▸ Data excerpts:
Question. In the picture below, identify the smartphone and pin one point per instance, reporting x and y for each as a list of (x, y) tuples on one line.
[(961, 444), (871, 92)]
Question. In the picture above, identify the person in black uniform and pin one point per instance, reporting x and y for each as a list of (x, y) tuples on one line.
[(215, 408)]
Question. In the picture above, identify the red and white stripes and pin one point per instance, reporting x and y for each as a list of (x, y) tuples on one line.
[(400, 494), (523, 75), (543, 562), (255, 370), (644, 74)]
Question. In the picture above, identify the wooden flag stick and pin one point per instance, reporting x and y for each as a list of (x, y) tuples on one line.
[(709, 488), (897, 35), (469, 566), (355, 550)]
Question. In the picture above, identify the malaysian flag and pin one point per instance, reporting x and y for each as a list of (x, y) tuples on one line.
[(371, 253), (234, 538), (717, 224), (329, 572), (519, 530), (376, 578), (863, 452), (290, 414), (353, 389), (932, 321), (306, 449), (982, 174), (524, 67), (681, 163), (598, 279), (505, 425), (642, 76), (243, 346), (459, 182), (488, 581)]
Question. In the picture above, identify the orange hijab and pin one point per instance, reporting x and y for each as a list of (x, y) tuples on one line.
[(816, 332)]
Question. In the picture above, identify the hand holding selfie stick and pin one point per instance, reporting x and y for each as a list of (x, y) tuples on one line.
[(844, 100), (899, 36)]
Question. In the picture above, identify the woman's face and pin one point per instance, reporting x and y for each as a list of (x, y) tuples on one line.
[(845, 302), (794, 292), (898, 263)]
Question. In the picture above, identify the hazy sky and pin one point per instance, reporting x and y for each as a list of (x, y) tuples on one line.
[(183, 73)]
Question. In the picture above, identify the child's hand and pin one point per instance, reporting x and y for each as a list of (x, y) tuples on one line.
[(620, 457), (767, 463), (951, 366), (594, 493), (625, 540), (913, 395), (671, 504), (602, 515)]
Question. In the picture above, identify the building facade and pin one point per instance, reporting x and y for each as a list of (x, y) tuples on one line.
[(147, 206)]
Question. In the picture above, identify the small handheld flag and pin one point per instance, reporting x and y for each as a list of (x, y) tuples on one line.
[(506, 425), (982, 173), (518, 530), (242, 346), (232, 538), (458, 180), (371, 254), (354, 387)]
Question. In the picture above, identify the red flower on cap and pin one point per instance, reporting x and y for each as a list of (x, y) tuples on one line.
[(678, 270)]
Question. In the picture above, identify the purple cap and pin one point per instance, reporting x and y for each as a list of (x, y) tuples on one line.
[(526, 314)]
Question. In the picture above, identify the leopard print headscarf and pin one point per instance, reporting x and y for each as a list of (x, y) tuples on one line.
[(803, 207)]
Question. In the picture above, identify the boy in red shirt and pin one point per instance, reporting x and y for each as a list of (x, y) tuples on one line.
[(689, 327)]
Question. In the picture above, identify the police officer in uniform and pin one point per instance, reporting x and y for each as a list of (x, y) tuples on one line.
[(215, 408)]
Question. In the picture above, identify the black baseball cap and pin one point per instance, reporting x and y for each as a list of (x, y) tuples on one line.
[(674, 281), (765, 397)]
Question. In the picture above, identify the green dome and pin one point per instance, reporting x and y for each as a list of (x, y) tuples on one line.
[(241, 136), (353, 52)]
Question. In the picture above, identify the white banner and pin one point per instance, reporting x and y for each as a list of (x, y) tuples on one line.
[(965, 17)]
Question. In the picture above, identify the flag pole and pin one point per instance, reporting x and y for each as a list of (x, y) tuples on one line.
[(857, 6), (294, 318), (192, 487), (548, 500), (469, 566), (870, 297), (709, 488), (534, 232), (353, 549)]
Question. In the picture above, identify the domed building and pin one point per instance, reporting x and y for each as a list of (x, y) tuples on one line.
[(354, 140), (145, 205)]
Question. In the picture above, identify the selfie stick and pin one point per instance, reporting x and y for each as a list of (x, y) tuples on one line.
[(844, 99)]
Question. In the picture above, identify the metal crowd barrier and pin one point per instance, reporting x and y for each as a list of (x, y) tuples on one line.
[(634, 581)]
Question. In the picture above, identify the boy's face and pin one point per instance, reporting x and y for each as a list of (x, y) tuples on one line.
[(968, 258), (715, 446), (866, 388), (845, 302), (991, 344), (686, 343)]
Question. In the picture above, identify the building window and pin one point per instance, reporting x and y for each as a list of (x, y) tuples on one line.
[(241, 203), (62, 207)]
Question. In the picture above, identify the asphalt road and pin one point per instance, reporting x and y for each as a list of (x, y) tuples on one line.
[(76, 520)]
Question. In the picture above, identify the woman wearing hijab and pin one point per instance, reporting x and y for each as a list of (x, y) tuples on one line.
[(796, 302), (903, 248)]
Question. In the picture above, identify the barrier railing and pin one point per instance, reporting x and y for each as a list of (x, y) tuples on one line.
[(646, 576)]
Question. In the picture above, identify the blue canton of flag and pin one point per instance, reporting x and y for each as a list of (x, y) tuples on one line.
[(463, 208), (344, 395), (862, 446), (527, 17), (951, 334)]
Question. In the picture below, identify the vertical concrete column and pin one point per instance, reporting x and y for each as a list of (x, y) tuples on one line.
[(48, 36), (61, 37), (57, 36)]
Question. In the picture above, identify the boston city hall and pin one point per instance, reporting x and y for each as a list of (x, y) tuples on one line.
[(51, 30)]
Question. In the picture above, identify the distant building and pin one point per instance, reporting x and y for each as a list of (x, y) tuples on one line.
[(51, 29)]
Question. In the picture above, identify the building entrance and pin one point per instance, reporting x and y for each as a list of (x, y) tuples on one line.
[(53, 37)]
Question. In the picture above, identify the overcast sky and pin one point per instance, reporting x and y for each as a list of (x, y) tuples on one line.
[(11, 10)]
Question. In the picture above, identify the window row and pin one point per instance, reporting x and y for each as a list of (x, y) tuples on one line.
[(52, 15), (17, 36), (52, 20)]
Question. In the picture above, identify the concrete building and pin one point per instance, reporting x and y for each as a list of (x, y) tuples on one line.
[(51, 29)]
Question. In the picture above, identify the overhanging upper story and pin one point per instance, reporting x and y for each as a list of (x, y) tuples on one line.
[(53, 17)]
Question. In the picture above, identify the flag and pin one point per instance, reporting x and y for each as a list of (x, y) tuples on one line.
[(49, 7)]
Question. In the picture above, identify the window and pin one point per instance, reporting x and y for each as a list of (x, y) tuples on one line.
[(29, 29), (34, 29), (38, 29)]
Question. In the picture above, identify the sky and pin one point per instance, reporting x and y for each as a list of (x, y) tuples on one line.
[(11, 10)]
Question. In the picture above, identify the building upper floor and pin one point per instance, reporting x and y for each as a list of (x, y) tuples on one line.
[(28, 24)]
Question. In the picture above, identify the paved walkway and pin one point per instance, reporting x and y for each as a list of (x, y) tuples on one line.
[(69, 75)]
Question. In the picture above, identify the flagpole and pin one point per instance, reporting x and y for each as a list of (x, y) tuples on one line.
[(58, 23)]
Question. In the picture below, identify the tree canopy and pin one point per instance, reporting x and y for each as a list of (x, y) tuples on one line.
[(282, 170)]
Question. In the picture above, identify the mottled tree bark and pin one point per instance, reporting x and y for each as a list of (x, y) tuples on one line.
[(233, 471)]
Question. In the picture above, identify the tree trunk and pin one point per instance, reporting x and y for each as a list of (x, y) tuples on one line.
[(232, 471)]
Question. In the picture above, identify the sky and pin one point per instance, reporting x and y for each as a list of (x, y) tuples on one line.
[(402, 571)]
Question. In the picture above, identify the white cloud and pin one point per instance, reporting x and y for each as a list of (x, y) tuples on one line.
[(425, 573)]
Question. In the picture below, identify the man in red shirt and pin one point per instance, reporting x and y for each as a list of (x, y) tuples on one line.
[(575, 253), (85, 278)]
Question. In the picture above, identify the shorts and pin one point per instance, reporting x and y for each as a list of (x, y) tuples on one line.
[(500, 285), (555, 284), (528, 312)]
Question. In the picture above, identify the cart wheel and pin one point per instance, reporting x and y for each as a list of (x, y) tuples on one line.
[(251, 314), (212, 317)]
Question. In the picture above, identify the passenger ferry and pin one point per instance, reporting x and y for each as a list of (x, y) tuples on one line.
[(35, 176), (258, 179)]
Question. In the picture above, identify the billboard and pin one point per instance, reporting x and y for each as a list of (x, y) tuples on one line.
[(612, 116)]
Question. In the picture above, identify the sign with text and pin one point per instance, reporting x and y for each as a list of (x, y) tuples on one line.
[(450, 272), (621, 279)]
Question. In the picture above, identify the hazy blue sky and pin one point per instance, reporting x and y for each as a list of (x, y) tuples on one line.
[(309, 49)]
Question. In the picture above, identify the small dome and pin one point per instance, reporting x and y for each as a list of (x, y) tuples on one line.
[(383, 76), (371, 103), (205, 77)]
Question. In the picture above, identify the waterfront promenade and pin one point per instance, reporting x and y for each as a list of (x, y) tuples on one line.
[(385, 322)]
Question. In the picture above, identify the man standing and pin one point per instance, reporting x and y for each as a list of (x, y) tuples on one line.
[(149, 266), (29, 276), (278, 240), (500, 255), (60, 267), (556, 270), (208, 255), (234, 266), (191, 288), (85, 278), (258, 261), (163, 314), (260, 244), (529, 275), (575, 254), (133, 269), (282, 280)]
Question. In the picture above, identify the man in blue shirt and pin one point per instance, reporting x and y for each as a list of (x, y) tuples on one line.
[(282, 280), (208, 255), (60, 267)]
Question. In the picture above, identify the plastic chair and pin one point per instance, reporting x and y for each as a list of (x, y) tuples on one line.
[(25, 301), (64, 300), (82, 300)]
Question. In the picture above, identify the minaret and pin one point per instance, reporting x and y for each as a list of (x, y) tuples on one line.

▸ Exercise: All that is needed is the line containing "Question. In the picture above, identify the plastic" and each line after it to the end of the data above, set down exactly.

▸ Exercise output:
Question. In the picture above, identify the plastic chair and pin one point per instance, reporting x and y for each as a list of (x, y) tuples on one line.
[(25, 301), (64, 300), (82, 300)]
Question. In the picture above, identify the minaret and pin one point per instance, reporting x and y for each as a list of (x, y) tuples on one line.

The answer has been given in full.